**AIM**
Rewrite all of the records below, replacing "Target" with "Object" and keeping everything else the same.

═════ DATA ROWS

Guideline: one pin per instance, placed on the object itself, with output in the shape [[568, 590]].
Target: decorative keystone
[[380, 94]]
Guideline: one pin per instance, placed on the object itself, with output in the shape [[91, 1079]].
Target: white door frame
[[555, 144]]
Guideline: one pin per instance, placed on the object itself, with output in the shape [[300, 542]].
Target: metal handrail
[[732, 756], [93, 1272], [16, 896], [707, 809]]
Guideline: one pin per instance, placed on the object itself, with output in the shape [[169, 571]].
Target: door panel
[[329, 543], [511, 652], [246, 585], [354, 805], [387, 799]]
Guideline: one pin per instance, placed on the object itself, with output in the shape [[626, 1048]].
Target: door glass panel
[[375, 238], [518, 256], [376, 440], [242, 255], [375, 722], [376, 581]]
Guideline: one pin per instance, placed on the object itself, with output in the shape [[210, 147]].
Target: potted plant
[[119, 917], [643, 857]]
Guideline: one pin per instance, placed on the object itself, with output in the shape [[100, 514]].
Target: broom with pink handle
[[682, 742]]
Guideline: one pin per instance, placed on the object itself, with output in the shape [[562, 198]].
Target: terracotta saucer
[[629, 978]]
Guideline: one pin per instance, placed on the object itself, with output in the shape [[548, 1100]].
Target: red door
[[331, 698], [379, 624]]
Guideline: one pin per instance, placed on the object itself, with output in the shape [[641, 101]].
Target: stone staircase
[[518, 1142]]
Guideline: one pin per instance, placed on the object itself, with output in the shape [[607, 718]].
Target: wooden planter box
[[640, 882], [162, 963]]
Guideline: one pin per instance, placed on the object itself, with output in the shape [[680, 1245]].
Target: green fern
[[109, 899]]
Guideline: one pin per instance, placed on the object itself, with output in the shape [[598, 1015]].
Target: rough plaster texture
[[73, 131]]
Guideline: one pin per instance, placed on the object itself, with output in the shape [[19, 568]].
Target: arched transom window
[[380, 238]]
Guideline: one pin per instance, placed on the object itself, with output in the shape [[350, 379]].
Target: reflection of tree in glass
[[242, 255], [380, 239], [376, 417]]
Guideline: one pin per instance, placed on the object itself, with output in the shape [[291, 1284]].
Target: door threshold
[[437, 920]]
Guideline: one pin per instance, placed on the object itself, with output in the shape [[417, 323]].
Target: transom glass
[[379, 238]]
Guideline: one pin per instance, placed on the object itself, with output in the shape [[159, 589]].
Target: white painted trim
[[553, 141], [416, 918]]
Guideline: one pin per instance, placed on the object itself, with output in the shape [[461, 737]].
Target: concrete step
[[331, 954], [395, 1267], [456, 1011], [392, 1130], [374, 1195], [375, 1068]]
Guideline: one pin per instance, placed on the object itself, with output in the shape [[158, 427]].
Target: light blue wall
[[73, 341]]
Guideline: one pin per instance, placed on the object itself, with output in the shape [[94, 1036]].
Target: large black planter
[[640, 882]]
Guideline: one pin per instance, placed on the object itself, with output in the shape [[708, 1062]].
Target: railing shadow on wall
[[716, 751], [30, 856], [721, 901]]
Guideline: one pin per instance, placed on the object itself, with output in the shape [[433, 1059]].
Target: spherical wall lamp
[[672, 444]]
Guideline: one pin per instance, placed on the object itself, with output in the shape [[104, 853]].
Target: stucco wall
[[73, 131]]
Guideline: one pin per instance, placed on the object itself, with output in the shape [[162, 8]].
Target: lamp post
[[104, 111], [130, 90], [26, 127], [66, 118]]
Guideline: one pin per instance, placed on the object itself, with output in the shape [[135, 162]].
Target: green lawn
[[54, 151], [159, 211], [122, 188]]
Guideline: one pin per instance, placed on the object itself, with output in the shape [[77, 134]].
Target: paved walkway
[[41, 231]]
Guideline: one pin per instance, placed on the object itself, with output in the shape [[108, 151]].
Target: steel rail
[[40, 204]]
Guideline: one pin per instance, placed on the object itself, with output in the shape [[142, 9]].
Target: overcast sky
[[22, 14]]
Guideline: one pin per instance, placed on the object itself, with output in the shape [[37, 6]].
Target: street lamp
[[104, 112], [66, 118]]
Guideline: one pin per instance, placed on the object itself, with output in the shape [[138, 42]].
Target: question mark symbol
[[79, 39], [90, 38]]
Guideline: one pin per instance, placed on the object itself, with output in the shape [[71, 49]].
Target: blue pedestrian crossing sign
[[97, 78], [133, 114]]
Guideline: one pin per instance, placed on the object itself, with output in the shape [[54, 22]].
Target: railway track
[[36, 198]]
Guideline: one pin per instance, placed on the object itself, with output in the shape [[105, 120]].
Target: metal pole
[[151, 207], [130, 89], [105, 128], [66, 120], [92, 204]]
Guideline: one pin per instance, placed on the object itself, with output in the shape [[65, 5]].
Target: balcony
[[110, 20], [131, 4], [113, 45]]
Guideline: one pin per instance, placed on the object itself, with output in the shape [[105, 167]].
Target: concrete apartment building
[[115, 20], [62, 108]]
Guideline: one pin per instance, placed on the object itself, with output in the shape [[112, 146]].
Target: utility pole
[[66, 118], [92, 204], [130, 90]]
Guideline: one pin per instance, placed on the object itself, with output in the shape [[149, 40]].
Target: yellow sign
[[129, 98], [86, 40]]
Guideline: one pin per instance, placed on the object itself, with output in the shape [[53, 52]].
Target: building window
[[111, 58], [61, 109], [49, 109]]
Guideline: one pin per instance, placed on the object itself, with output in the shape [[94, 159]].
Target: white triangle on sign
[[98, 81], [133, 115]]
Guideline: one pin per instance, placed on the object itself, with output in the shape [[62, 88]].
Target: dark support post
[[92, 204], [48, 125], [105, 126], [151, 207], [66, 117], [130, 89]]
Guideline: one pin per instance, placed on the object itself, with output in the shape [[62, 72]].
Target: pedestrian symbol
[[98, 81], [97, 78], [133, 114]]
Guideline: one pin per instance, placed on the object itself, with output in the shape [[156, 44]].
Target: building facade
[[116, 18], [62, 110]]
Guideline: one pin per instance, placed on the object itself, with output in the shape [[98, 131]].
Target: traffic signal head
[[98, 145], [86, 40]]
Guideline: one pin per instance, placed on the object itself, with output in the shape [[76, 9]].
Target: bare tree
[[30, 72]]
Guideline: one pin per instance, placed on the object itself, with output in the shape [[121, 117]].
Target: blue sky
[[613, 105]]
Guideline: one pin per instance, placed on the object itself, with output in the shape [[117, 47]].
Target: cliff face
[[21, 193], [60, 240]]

══════════

**TASK RESPONSE**
Guideline: one pin per instance, placed on the object itself, with output in the shape [[568, 590]].
Object: decorative keystone
[[380, 94]]
Guideline: one pin per instance, placed on the object itself, with output in the shape [[91, 1079]].
Object: white door frame
[[555, 144]]
Guideline: one pin per instance, placed on the object itself, with output in the shape [[300, 542]].
Object: metal handrail
[[732, 756], [93, 1272], [16, 896], [707, 809]]
Guideline: one pin per instance, placed on the object itself, with output in the shape [[169, 571]].
Object: door panel
[[329, 543], [511, 652], [246, 585], [354, 805], [387, 799]]
Guideline: one pin per instance, placed on the object itself, with output in the shape [[626, 1048]].
Object: door glass panel
[[375, 238], [518, 256], [376, 440], [242, 255], [375, 722], [376, 581]]
Guideline: one pin per instance, placed on the object itself, with output in the shape [[210, 147]].
Object: potted plant
[[119, 917], [643, 857]]
Guideline: one pin per instance, placed on the object itself, with output in the shape [[100, 514]].
Object: broom with pink handle
[[682, 742]]
Guideline: one pin per instance, placed on the object itself, with output in the shape [[562, 198]].
Object: terracotta saucer
[[629, 978]]
Guideline: one pin per instance, placed on the object itself, with output in the shape [[548, 1100]].
Object: red door
[[331, 698], [379, 624]]
Guideline: one pin per instance, placed on the object itself, with output in the shape [[641, 101]].
Object: stone staircase
[[518, 1142]]
Guideline: one pin per instance, placed on the object itself, with output in the shape [[607, 718]].
Object: wooden planter box
[[640, 882], [162, 963]]
Guideline: one pin per instance, placed on the object itself, with output in the shape [[680, 1245]].
Object: green fern
[[109, 899]]
Guideline: one pin per instance, placed on the object itself, with output in the shape [[598, 1015]].
Object: rough plaster texture
[[73, 131]]
Guideline: one pin per instance, placed on the object itself, with output in the shape [[19, 568]].
Object: arched transom window
[[380, 238]]
Guideline: one pin per instance, placed on the object itself, with output in the shape [[350, 379]].
Object: reflection of tree in glass
[[242, 255], [380, 239], [376, 417]]
Guideline: one pin per instance, placed on the object itself, with output in the shape [[291, 1284]].
Object: door threshold
[[437, 920]]
Guideline: one pin per instance, placed on the object itself, with output in the shape [[417, 323]].
Object: transom glass
[[379, 238]]
Guideline: one pin per instance, placed on the object itself, with output in the shape [[159, 589]].
Object: white painted trim
[[553, 141], [416, 918]]
Guideline: one pin per instance, placed on the object itself, with output in the shape [[461, 737]].
Object: concrete step
[[331, 954], [395, 1267], [456, 1011], [392, 1130], [374, 1195], [375, 1068]]
Guideline: one pin per instance, placed on the object itself, with output in the shape [[158, 427]].
Object: light blue wall
[[73, 341]]
Guideline: one pin per instance, placed on the object itself, with output in the shape [[94, 1036]].
Object: large black planter
[[640, 882]]
Guideline: one pin per instance, placed on the object itself, with output in the shape [[708, 1062]].
Object: railing shadow on wall
[[716, 751], [30, 856], [721, 901]]
Guideline: one pin per instance, placed on the object itself, with output in the shape [[433, 1059]].
Object: spherical wall lamp
[[672, 444]]
Guideline: one pin per instance, placed on the object itself, with output in the shape [[104, 853]].
Object: stucco wall
[[73, 131]]
Guideline: one pin per instance, placed on the object itself, with output in the shape [[162, 8]].
Object: lamp post
[[104, 111], [130, 90], [26, 127], [66, 118]]
Guideline: one pin per instance, placed on the object itself, with output in the shape [[135, 162]].
Object: green lawn
[[54, 151], [159, 211], [122, 188]]
Guideline: one pin per instance, placed on the object itself, with output in the shape [[77, 134]].
Object: paved walkway
[[41, 231]]
Guideline: one pin per instance, placed on the object itself, with output in the shape [[108, 151]].
Object: steel rail
[[40, 204]]
Guideline: one pin per instance, placed on the object itself, with output in the shape [[142, 9]].
Object: overcast sky
[[22, 14]]
Guideline: one pin per instance, placed on the object itself, with output in the shape [[37, 6]].
Object: street lamp
[[104, 112], [66, 118]]
Guideline: one pin per instance, placed on the object itself, with output in the shape [[138, 42]].
Object: question mark symbol
[[79, 39], [90, 38]]
Guideline: one pin per instance, placed on the object itself, with output in the shape [[71, 49]].
Object: blue pedestrian crossing sign
[[97, 78], [133, 114]]
Guideline: one pin per instance, placed on the object itself, with output in the shape [[54, 22]].
Object: railway track
[[36, 198]]
Guideline: one pin per instance, placed on the object itself, with output in the shape [[105, 120]].
Object: metal pole
[[151, 207], [130, 89], [105, 128], [66, 120], [92, 204]]
Guideline: one pin per instance, placed on the object itself, with output in the shape [[65, 5]].
Object: balcony
[[110, 20], [131, 4], [113, 45]]
Guideline: one pin per instance, placed on the object itself, with output in the shape [[105, 167]].
Object: concrete apartment building
[[115, 20], [62, 108]]
Guideline: one pin per instance, placed on the object itself, with output in the shape [[112, 146]].
Object: utility pole
[[66, 118], [92, 204], [130, 90]]
Guideline: one pin per instance, placed on the object itself, with output in the shape [[149, 40]].
Object: yellow sign
[[129, 98], [86, 40]]
Guideline: one pin per instance, placed on the object itself, with output in the shape [[53, 52]].
Object: building window
[[111, 58], [61, 109], [49, 109]]
Guideline: one pin per instance, placed on the object itself, with output in the shape [[94, 159]].
Object: white triangle on sign
[[98, 81], [133, 115]]
Guideline: one pin per instance, placed on the object itself, with output in the shape [[62, 88]].
Object: dark support post
[[92, 204], [48, 125], [105, 126], [151, 207], [66, 117], [130, 89]]
Guideline: one pin per instance, placed on the object itself, with output in the shape [[62, 72]].
Object: pedestrian symbol
[[98, 81], [97, 78], [133, 114]]
Guideline: one pin per instance, placed on the object itself, with output in the shape [[156, 44]].
Object: building facade
[[116, 18], [62, 110]]
Guideline: one pin per instance, placed on the object itself, with output in the shape [[98, 131]].
Object: traffic signal head
[[98, 145], [86, 40]]
Guideline: one pin per instance, placed on the object itself, with output in the shape [[76, 9]].
Object: bare tree
[[30, 72]]
Guideline: one pin per instance, placed on the object itself, with output in the shape [[121, 117]].
Object: blue sky
[[613, 105]]
Guideline: one pin per instance, placed on the object itself, with output in the shape [[117, 47]].
Object: cliff face
[[21, 193], [60, 240]]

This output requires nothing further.